_WRITTEN EXERCISE_
Filter the listing below, keeping every line that contains the string "bamboo". Matching is case-sensitive.

_SUPPLIED DATA_
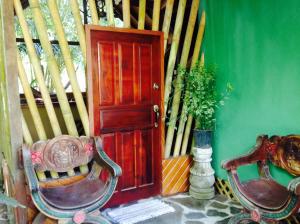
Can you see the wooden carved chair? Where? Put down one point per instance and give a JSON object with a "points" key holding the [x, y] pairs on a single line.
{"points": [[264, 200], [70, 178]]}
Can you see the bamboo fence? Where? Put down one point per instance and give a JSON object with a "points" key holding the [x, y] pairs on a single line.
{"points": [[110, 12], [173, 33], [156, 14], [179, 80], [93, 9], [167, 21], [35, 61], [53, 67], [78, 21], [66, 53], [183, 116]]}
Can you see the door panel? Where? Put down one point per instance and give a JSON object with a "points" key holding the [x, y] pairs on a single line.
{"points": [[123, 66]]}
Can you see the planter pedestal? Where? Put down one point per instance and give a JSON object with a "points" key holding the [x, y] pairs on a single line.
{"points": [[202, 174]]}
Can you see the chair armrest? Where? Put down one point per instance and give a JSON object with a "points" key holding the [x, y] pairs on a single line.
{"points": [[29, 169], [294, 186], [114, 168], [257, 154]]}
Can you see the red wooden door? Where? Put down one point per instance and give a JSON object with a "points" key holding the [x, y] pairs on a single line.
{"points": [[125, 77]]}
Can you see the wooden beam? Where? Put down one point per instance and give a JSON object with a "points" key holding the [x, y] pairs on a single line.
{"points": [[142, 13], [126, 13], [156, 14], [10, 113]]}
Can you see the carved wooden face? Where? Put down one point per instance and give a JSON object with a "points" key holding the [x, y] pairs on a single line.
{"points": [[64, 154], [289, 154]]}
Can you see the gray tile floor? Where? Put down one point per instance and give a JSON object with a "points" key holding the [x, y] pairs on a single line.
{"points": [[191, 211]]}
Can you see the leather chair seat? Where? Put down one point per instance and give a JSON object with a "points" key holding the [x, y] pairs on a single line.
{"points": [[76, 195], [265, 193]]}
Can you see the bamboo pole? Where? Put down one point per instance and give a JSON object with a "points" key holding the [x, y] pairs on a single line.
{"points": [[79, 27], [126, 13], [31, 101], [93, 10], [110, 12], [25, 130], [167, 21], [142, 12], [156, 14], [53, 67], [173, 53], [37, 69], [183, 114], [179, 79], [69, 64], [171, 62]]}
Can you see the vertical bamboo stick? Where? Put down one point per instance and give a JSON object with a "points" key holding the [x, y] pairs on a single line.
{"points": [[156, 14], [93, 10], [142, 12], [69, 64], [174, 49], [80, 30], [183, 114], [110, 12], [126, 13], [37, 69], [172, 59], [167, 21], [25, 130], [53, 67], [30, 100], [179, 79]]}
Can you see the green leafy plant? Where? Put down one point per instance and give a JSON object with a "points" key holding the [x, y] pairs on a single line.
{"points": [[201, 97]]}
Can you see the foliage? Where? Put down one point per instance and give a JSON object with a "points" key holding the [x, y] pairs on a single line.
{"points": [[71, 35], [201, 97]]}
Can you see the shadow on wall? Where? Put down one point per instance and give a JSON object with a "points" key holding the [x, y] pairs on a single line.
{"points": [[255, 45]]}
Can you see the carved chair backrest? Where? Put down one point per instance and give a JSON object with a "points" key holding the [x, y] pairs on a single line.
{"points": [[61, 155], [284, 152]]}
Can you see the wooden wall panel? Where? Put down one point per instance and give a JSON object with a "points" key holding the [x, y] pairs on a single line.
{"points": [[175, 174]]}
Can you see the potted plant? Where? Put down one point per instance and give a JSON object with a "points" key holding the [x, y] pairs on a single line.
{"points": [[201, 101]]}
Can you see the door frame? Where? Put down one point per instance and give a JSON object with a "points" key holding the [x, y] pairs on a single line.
--
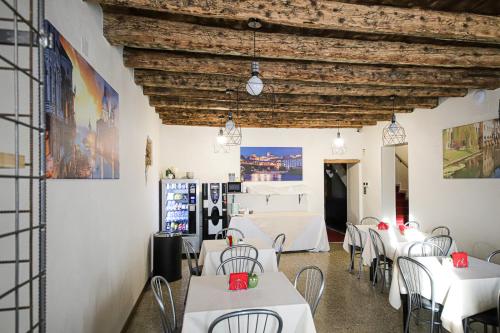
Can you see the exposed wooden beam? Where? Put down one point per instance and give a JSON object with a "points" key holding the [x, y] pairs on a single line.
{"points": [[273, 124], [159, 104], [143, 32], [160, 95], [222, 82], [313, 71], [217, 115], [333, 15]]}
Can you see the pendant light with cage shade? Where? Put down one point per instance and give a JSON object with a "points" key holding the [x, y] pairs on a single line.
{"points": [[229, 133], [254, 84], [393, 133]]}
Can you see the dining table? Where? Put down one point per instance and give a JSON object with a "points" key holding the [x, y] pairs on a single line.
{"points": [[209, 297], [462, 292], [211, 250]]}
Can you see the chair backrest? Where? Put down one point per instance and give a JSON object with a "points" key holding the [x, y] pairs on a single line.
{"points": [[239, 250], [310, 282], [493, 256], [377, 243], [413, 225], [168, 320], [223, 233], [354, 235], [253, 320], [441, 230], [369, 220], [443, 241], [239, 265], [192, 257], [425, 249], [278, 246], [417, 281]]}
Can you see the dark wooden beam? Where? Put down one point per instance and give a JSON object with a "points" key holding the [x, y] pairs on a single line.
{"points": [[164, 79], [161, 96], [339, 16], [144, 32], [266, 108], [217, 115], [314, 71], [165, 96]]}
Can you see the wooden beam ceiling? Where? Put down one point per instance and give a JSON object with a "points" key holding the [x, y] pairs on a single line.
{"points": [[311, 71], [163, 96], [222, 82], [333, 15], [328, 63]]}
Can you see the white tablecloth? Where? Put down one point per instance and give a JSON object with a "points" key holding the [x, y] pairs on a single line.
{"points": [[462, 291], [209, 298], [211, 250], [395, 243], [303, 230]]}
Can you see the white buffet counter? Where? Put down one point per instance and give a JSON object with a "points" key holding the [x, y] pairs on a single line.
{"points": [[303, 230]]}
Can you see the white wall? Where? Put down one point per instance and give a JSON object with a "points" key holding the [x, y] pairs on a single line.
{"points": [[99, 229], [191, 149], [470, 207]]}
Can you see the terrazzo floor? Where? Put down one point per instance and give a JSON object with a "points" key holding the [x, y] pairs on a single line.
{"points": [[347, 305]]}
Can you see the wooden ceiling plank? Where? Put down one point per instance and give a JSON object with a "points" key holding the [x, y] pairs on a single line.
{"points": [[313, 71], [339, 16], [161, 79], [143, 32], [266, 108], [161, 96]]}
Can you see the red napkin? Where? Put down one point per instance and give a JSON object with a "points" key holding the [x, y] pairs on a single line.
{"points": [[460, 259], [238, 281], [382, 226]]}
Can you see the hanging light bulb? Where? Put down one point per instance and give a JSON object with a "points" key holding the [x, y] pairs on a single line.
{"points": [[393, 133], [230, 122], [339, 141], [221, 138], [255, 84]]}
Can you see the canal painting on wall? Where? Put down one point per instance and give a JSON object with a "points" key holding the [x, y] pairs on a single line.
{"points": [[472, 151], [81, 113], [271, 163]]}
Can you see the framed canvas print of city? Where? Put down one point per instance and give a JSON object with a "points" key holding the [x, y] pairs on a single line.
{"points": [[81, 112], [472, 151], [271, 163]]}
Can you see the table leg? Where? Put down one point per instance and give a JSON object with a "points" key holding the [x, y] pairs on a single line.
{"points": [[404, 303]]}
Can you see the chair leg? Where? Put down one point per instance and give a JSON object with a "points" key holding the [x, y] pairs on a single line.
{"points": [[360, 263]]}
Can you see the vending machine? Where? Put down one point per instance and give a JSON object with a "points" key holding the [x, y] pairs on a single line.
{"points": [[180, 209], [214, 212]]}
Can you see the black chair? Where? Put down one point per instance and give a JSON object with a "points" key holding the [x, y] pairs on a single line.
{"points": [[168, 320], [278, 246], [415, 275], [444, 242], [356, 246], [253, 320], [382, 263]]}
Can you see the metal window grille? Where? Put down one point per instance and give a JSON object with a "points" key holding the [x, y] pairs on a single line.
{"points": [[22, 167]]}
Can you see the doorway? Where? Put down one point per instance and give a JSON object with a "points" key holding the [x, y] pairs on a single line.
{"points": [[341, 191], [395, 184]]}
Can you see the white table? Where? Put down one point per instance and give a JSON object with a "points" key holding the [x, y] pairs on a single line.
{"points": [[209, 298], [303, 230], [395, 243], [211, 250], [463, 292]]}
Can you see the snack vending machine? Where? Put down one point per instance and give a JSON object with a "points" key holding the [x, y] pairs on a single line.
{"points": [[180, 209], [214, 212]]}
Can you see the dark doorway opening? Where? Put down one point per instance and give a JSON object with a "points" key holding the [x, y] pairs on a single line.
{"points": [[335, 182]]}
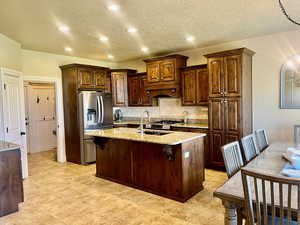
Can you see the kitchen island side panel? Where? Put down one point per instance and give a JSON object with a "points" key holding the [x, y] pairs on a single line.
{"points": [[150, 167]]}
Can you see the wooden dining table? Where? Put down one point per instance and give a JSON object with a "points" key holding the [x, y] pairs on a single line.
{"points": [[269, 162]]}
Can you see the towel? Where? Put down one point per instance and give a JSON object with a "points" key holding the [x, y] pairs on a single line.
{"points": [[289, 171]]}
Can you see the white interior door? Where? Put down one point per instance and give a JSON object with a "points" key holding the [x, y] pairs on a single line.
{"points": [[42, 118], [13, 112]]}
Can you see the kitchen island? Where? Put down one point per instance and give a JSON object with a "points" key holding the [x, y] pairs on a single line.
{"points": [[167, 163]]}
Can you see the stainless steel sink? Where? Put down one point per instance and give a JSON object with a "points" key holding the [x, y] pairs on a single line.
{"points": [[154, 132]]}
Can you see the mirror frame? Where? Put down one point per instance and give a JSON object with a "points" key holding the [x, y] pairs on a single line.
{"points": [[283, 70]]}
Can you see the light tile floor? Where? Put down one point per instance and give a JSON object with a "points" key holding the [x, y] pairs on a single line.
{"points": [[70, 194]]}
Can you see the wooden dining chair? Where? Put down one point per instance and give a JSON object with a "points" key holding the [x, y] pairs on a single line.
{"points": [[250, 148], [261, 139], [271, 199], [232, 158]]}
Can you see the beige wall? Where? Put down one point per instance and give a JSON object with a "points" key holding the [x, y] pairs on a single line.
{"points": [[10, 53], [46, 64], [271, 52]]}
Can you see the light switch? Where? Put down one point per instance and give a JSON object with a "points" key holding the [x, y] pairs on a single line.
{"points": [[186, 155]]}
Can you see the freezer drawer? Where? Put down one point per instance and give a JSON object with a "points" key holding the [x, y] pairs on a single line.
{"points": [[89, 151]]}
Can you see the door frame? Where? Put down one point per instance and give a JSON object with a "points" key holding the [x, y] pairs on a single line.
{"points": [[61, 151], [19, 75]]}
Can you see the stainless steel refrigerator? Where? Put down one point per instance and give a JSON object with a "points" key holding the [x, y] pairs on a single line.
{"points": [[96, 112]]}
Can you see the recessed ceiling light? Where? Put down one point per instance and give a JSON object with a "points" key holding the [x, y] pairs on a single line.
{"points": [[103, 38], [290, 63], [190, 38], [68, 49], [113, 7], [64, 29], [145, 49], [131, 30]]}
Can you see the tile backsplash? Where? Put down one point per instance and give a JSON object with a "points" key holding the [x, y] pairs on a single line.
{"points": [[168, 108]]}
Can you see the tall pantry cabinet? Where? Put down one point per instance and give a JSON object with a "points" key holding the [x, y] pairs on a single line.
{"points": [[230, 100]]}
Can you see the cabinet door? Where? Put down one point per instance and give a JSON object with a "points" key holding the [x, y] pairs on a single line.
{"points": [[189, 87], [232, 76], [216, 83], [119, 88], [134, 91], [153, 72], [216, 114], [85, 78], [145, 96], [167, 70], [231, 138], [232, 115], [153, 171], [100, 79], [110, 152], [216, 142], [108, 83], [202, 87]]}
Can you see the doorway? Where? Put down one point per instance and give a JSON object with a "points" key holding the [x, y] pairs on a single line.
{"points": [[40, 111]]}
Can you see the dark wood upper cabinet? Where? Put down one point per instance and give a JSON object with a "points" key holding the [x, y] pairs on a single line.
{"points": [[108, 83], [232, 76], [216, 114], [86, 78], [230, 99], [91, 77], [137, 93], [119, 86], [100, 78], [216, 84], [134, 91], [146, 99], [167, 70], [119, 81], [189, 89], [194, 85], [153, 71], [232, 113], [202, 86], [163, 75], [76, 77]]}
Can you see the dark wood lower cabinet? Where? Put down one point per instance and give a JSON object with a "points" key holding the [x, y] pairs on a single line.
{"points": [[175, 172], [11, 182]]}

_RESULT FOR THIS EXERCISE_
Can you see the bamboo fence? Where? Put down one point per instance and give a JSON object with a "points" key holding the [x, y] pairs on a single line.
Can you see the bamboo pole? Where? Put down one point per instance and give a JSON object with a "points" key holding the [x, y] pairs on a single line.
Can you see the vertical bamboo stick? Where? Put down one point per instance and give a JSON object with a "points" key holding the [x, y] pairs on a single line.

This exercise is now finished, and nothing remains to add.